WORK INSTRUCTION A:
In the passage on school vouchers, which groups will be on the side defending the status quo?
WORK INSTRUCTION B:
Write the next part of the passage on school vouchers, starting right after its last sentence.

TEXT EXCERPT:
╭──

The education status quo in this country is for each child, based on where he or she lives, to attend the designated public school. Some charter schools exist, but those schools handle only a fraction of the total school-aged population. An obvious alternative is private school, but few have the financial means to afford private schools. So at the end of the day, most children attend the public school that is geographically the closest to where they live. If the child happens to live in a wealthy suburb, the status quo might not be so bad. However, if a child happens to live in a poor, urban neighborhood the education these institutions provide is terrible.
A voucher system takes the money that would otherwise go to a child’s designated school as determined by georgraphy and gives it to the child, via the parents, to go to the school of choice. Public schools hate this idea because they know, when given a choice; public schools would empty very quickly. Assuming parents are interested in the best education for their children, a voucher simply makes school choice a reality.
Politically, to provide the dream of school choice to children a terrible fight will need to take place amongst the adults. On one side will be the defenders of the status quo. It will include teachers unions and their enablers, the Democratic Party. On the other side will be free-market types and their enablers.

╰──

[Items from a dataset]
╭──

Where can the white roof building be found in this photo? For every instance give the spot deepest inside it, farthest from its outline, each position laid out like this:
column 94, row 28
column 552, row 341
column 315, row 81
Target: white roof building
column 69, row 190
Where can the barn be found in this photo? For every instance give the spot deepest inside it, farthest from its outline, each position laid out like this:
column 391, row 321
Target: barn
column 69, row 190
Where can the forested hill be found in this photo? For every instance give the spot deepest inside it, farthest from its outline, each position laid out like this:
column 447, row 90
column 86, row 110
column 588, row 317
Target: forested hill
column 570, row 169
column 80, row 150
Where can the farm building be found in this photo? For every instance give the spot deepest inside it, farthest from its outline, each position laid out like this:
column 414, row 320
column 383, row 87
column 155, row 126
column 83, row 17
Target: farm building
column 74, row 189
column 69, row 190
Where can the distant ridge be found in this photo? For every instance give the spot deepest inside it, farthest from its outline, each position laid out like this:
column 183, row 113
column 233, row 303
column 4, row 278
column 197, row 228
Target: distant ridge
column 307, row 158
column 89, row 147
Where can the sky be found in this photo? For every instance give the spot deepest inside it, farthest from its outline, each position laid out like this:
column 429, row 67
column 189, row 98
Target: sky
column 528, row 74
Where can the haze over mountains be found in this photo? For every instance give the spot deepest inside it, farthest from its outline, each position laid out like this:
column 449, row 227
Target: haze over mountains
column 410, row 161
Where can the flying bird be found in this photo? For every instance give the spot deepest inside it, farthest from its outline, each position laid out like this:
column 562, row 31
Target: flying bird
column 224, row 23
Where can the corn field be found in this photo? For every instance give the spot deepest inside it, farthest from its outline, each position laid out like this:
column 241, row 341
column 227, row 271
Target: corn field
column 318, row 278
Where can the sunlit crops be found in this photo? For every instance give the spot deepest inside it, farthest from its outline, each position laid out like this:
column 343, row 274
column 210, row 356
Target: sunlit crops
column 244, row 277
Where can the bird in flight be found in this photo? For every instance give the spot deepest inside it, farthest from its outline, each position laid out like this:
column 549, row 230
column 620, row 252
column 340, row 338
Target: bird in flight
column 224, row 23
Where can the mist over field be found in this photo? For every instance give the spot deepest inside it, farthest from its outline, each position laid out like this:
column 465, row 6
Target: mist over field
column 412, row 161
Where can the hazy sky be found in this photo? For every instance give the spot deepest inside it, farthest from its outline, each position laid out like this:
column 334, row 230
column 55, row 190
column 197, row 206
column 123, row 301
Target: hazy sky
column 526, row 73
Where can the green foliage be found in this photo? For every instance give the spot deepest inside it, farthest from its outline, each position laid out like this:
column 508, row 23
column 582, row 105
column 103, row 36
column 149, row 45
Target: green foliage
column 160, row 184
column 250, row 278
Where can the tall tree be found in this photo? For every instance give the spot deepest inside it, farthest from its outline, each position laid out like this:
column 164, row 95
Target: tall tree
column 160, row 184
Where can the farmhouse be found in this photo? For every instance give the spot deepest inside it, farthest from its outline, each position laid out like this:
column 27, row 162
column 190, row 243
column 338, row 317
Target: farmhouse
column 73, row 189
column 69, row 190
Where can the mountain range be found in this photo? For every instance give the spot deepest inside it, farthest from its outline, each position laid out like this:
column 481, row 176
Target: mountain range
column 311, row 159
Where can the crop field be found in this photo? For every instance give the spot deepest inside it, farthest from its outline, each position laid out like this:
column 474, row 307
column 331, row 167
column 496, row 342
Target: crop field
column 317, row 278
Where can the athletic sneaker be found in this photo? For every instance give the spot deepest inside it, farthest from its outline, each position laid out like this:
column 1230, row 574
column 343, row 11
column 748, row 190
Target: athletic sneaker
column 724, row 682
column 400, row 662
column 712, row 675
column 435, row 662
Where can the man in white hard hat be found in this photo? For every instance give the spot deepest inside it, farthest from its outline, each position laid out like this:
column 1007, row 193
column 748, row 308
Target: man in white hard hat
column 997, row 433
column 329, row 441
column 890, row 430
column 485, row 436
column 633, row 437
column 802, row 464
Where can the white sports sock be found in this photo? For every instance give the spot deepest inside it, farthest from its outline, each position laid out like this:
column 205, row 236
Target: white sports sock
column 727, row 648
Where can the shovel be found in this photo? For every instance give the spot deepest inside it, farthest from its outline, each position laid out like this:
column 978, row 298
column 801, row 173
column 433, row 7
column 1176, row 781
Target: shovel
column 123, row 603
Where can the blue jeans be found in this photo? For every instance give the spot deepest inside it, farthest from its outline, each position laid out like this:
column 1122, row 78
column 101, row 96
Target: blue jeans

╰──

EXPECTED OUTPUT A:
Teachers unions and the Democratic Party.

EXPECTED OUTPUT B:
The defenders of the status quo will say that public dollars should not fund private religious institutions as many students, armed with a voucher, will attend religious schools. This argument fails the hypocrisy test as the Government spends a lot of money on things that may end up in the hand of a religious institutions. After all, we allow Medicare patients to be treated at catholic hospitals, don’t we?
The other argument defenders of the status quote will bring up is the fairness argument. Because private schools are free to have a rigorous admission policy, many students will not get in. The result will be private schools full of the best students and other schools full of poor students. That is the way the system works now, so the vouchers would only enhance the amount of students that get access to a superior education. Besides, the public school system has exam schools, is that fair? The simple math suggests that armed with vouchers students would be able to receive a superior education from a private institution. Without a voucher, there is no choice, just the inferior public education.
As you can see, the arguments against vouchers are weak. Adults; please put children above politics and put public schools out of business.